*What to produce:* Rewrite the items as a Markdown table with the columns Row and Line, covering the line with "Put one point on each instance of the stone column." through the line with "Target: stone wall", both included. Omit blank lines and leave the pictures out.

[begin Listed records]

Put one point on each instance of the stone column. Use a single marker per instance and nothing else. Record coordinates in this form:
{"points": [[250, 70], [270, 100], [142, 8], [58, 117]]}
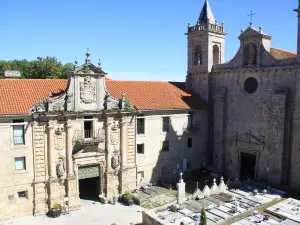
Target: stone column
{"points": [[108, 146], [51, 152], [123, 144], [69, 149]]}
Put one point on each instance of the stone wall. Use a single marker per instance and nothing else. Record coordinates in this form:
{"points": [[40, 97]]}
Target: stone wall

[end Listed records]
[begin Listed records]

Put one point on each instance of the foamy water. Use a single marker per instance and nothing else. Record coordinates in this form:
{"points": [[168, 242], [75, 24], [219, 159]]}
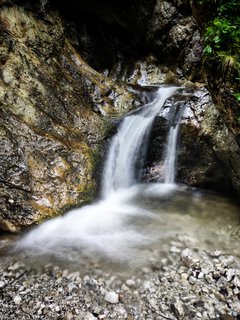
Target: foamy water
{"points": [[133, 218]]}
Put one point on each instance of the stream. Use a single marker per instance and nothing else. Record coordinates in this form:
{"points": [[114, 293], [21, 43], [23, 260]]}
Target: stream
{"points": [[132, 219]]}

[end Listed records]
[begin Listed records]

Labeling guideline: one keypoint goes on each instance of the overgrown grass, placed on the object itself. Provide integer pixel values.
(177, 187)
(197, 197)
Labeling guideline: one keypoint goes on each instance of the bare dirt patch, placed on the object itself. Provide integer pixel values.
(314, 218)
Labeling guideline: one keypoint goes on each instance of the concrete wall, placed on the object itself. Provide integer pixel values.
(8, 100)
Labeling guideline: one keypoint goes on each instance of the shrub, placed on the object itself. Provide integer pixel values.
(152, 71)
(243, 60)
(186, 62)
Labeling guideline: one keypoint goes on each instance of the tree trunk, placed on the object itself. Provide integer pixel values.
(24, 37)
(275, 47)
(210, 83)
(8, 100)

[end Listed records]

*Completed exercise:*
| Row | Line |
|---|---|
| 1 | Put one point on each instance of the stone column. Use a single marker per instance and nothing else. Record coordinates in this form: |
| 2 | {"points": [[250, 70], [270, 100], [142, 8], [58, 117]]} |
| 3 | Target: stone column |
| 4 | {"points": [[108, 146], [51, 152], [123, 144], [69, 149]]} |
| 5 | Put one point on each instance of the stone wall. Use a single marker per instance and nothing else. Record coordinates in this form: |
| 6 | {"points": [[40, 97]]} |
| 7 | Target: stone wall |